Items from a data source:

------------

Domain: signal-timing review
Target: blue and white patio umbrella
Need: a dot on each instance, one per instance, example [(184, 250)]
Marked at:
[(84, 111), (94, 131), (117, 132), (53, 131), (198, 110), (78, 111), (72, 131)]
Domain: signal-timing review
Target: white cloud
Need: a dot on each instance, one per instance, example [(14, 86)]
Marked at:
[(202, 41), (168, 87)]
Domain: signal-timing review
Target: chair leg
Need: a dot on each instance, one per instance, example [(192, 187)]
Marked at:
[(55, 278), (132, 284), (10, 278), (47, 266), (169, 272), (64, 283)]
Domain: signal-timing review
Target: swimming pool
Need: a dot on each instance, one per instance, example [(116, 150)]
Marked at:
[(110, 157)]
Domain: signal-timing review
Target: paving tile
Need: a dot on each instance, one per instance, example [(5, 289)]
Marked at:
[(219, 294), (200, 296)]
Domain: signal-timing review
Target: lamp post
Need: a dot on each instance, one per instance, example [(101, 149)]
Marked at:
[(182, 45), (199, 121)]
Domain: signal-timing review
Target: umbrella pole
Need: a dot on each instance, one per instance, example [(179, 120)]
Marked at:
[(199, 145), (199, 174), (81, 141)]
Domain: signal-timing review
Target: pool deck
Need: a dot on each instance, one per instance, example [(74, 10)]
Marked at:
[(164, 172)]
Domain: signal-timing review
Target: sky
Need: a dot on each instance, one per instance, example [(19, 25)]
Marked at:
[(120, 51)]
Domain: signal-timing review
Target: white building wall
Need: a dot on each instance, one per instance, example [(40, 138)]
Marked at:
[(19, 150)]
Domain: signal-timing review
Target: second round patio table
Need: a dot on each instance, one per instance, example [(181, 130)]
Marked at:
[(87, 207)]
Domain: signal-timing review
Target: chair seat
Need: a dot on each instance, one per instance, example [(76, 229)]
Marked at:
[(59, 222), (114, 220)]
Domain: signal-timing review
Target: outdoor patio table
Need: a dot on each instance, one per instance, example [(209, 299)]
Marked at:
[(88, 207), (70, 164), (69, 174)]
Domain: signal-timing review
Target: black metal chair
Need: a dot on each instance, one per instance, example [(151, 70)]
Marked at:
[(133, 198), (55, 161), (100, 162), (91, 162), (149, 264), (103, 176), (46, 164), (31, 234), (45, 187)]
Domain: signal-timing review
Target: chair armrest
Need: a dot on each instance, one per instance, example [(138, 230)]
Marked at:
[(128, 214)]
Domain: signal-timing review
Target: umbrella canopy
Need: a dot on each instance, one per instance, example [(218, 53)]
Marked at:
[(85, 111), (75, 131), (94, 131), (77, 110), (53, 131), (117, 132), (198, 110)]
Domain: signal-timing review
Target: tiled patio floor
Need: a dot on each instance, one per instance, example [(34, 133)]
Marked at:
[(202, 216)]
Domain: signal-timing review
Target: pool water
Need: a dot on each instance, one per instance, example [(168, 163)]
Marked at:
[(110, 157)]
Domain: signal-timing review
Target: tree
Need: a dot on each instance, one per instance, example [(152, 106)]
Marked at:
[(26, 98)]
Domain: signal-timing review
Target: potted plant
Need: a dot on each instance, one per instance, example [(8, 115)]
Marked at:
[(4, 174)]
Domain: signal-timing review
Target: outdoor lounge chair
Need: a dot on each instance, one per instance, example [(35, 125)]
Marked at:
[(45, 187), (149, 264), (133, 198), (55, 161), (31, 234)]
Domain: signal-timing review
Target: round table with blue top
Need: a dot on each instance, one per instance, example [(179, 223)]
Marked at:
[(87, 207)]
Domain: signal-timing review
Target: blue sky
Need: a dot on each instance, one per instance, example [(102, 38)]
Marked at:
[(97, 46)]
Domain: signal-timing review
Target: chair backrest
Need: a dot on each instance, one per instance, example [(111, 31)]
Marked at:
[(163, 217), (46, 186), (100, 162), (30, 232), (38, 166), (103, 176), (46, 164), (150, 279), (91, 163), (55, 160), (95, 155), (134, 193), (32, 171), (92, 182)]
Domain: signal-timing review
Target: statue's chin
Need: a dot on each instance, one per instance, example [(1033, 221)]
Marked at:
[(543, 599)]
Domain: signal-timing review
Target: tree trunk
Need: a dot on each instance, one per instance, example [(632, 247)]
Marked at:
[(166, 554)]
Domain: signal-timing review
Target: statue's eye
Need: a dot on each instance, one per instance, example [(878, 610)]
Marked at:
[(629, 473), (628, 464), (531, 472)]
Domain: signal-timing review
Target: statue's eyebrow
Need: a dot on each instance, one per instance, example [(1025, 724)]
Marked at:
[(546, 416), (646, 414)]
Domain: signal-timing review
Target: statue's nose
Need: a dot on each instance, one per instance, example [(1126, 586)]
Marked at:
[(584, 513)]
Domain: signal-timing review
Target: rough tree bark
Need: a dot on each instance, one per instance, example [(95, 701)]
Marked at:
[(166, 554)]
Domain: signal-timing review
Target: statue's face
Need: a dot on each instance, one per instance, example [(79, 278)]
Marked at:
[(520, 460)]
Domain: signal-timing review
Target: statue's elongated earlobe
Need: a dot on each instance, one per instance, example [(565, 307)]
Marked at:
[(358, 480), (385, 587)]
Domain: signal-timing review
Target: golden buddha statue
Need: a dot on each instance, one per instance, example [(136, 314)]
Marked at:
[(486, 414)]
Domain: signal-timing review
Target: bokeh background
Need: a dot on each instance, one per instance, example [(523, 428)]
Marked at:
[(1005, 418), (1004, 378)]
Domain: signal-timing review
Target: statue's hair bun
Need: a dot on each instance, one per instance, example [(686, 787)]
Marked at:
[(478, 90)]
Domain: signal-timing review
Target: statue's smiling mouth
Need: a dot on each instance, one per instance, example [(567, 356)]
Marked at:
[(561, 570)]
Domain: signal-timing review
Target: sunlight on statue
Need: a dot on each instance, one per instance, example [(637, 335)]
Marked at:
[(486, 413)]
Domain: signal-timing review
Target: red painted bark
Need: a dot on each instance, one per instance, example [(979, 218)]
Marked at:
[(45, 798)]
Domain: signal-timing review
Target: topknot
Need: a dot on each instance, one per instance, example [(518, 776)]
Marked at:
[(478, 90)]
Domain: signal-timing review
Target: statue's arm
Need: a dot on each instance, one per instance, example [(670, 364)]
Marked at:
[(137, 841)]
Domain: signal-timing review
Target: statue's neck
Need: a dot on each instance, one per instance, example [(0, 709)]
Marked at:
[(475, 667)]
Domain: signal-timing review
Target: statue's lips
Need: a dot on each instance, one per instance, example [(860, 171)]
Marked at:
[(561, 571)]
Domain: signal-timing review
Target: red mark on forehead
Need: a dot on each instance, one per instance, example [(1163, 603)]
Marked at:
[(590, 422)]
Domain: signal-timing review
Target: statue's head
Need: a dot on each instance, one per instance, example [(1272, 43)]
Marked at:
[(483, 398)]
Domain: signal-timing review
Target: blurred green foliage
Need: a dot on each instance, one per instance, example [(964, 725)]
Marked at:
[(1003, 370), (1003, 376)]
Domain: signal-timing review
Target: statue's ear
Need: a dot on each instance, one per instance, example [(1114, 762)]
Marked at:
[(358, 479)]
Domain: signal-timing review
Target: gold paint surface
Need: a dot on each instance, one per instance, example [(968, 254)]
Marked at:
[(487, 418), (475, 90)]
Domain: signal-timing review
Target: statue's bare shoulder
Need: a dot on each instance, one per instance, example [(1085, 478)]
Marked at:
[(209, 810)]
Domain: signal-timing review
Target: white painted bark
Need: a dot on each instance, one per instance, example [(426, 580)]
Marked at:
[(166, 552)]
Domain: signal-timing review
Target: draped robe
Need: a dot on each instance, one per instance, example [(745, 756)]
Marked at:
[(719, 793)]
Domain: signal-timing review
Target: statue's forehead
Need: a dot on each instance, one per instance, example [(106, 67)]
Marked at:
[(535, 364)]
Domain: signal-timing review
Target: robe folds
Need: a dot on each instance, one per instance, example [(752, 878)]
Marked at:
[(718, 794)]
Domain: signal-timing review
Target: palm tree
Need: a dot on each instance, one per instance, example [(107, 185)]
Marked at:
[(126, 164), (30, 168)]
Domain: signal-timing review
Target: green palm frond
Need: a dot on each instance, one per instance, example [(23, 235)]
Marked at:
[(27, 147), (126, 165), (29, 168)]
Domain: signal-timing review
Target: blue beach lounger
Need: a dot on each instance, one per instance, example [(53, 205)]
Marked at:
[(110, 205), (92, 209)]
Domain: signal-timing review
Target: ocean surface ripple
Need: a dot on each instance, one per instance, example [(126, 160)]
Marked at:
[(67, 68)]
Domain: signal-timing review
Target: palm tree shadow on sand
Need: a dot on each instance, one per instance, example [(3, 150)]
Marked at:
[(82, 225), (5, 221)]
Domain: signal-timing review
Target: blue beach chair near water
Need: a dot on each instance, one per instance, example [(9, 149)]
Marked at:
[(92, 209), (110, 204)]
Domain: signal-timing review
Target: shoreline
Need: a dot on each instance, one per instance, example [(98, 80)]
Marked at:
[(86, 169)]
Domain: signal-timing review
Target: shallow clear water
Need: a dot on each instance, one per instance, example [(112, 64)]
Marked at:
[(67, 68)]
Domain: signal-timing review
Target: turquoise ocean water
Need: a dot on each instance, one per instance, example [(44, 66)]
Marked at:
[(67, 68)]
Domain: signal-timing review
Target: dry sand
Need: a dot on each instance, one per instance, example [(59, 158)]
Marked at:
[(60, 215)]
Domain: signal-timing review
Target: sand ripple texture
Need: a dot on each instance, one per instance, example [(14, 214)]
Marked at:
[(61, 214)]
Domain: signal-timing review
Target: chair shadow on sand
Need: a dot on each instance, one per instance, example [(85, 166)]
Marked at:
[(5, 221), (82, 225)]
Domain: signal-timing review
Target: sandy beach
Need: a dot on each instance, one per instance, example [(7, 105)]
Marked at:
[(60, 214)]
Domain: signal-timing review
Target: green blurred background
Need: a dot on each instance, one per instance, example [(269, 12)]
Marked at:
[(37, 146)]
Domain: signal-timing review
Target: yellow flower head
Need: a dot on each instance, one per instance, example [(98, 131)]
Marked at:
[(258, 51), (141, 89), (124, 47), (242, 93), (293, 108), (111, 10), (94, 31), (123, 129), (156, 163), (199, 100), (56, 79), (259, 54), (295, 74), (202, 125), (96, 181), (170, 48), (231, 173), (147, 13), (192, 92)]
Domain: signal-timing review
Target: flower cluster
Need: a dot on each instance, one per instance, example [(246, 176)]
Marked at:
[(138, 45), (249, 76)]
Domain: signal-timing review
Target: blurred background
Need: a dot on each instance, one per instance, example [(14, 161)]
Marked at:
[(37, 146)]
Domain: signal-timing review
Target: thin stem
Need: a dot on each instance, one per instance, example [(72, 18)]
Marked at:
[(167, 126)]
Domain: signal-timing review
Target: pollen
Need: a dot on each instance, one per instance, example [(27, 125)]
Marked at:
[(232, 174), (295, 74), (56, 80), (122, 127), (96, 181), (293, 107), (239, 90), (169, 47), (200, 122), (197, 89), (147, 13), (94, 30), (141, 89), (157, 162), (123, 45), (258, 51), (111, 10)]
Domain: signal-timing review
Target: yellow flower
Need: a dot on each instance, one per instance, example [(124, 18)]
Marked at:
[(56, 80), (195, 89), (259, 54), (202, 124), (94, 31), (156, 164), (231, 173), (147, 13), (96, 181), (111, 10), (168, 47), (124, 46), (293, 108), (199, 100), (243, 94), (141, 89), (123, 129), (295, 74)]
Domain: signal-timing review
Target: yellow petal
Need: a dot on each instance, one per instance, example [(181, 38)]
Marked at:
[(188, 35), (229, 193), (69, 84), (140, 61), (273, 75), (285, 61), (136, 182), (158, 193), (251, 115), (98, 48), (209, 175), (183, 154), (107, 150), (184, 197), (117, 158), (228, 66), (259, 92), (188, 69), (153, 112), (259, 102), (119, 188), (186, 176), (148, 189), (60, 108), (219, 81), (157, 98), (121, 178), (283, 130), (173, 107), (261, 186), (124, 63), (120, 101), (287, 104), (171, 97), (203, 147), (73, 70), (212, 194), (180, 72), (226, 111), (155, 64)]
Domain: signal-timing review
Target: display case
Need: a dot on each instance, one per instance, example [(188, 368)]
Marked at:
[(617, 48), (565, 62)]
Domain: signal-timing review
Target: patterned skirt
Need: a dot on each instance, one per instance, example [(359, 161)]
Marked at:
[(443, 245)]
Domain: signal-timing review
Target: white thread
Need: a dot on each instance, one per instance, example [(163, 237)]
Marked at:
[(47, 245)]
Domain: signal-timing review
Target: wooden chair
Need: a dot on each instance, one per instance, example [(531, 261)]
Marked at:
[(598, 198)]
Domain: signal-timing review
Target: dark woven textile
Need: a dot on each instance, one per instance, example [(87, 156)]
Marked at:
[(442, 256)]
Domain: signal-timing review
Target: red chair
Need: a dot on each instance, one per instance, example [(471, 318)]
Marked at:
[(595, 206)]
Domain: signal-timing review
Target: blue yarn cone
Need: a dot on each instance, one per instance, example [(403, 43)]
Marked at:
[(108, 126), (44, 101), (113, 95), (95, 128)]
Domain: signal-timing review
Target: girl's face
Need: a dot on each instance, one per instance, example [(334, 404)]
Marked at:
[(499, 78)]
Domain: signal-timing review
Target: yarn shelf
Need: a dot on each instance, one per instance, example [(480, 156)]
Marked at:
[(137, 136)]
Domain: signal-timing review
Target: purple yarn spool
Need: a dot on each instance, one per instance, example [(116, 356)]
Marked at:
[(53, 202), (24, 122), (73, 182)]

------------

Task details: Pull out each line of the entries above that contains the word "robe", copying every such line in full.

Result below:
Target: draped robe
Target: robe folds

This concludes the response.